_WHAT TO WORK ON:_
Transcribe every item below word for word, leaving each line unchanged.

═════ RECORDS FOR THE TASK ═════

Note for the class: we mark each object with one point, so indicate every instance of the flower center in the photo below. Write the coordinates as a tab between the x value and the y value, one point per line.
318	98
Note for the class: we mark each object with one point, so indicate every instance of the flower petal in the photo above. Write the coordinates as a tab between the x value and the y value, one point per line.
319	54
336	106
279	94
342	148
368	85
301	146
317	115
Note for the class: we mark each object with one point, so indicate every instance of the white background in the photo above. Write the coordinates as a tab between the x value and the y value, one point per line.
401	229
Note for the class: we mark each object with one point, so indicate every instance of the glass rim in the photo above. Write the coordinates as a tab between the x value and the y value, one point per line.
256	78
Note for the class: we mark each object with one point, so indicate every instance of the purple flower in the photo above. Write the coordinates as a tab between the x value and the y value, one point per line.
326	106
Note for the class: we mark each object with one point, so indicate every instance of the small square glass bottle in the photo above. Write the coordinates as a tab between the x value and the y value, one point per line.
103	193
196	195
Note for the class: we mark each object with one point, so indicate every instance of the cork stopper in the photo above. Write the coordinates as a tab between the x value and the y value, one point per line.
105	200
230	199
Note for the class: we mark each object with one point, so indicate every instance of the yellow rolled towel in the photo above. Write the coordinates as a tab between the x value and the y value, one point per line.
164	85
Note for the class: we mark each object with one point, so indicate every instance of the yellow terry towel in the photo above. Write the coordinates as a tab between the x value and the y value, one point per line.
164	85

═════

_REPLY TO THE TASK:_
Note for the class: we mark each object with one point, so indicate every instance of the flower center in the photo below. Write the coordinates as a tab between the x value and the y value, one point per line.
318	98
Note for the class: we mark each object with one point, so indicate every instance of the flower petal in the photo above. Write the coordinates as a tab between the x value and the y value, one point per line.
319	54
336	106
279	94
342	148
368	85
301	146
317	115
Note for the class: we mark each object with one point, so indicate every instance of the white background in the photo above. Write the coordinates as a tab between the x value and the y value, one point per line.
401	229
Note for the class: we mark each object with one point, so indicate every instance of the glass rim in the photo above. Write the coordinates as a tab between the x value and the y value, one point per line.
256	78
Note for the class: we mark each object with one point, so indicate every instance of the purple flower in the photo above. Write the coordinates as a tab between the x value and the y value, one point per line.
326	106
Note for the class: we mark each object with one point, so indicate every instance of the small square glass bottle in the photo above. Write the coordinates as a tab between the x value and the y value, one point per line.
103	193
196	195
Note for the class: we mark each object with one point, so indicate every instance of the cork stopper in the photo above. Write the coordinates as a tab between the x value and the y value, one point per line.
105	200
230	199
Note for the class: we mark each object with one point, so indicate every instance of the yellow rolled towel in the photo above. Write the coordinates as a tab between the x value and the y value, one point per line.
164	85
Note for the class: we mark each object with one point, so indicate every instance of the yellow terry towel in the photo above. Write the coordinates as a tab between the x value and the y value, one point per line.
164	85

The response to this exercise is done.